··· Provided passage

A new study, designed to estimate the harmful effects of poor air quality, revealed a significant correlation between diabetes and pollution levels. The conclusion, the authors hope, will help to shape future guidelines.
Air pollution and diabetes are responsible for millions of death globally.
Air pollution is a global issue, but low-income cities are the most affected.
The air quality database — which was updated in 2018 — shows that more than 80 percent of people who live in urban areas breathe air that does not meet the WHO guidelines.
Diabetes is a chronic disease that occurs when the body’s ability to produce the hormone insulin is reduced, leading to high blood sugar levels. Diabetes can be treated, but complications can lead to kidney failure, heart disease, and stroke.
Data from the WHO show that in 2014, 8.5 percent of adults developed diabetes, and that in 2015, this health condition resulted in 1.6 million deaths.
Researchers at Washington University School of Medicine in St. Louis, MO — in collaboration with the Veterans Affairs St. Louis Health Care System in Missouri — found a strong link between air pollution and diabetes.

······
··· Given data

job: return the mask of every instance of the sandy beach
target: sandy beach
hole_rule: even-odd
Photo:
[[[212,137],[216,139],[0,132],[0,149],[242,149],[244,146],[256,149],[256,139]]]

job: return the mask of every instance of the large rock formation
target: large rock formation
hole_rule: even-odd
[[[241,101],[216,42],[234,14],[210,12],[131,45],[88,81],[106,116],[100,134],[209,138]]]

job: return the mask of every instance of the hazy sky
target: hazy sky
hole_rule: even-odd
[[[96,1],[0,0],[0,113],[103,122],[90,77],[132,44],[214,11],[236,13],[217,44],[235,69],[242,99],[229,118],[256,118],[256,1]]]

······

Echo the part of the air pollution and diabetes text that runs between "Data from the" and "1.6 million deaths.", inclusive.

Answer space ▸
Data from the WHO show that in 2014, 8.5 percent of adults developed diabetes, and that in 2015, this health condition resulted in 1.6 million deaths.